Senate Democrat leaders are seeking to add dental and vision medical coverage to Medicare.
Senate Majority Leader Chuck Schumer, D-N.Y., tweeted Sunday:
"There is a gaping hole in Medicare that leaves out dental, vision, and hearing coverage. This is a serious problem. I'm working with @SenSanders to push to include dental, vision, and hearing Medicare coverage in the American Jobs and Families Plans."
Sen. Bernie Sanders, I-Vt., chairman of the powerful Senate Budget Committee, has noted President Joe Biden's 2022 budget planned to include the expansion of Medicare for dental and vision coverage.
"The budget that President Biden has submitted to Congress constitutes the most significant agenda for working families in the modern history of our country," Sanders wrote in a press release last month. "At a time when more than half of our people are living paycheck to paycheck and tens of millions of Americans continue to struggle, the president's budget would create millions of good-paying jobs and substantially improve the lives of working families, children, the elderly, the sick and the poor.
* * * * *
_ACTIVITIES_:
A) In the article on Medicare dental and vision coverage, which committee does Sen. Bernie Sanders chair?
B) In the article on Medicare dental and vision coverage, Sanders names the groups whose lives the president's budget would substantially improve. List every one of those groups.

_PROVIDED DATA_:
* * * * *
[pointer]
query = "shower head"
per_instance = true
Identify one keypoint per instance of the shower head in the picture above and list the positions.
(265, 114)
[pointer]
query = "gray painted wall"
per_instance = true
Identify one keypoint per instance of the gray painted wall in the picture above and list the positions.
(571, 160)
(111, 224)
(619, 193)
* * * * *
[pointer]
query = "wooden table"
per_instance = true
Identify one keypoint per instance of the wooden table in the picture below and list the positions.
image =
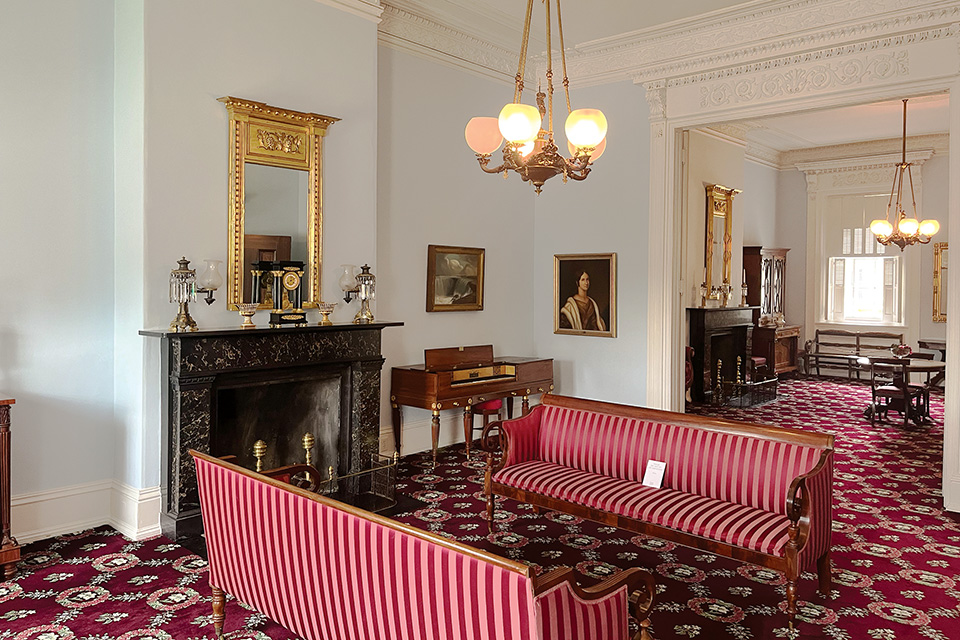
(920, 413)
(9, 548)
* * * * *
_SOLUTIONS TO THE PROBLEMS_:
A) The Senate Budget Committee.

B) Working families, children, the elderly, the sick, the poor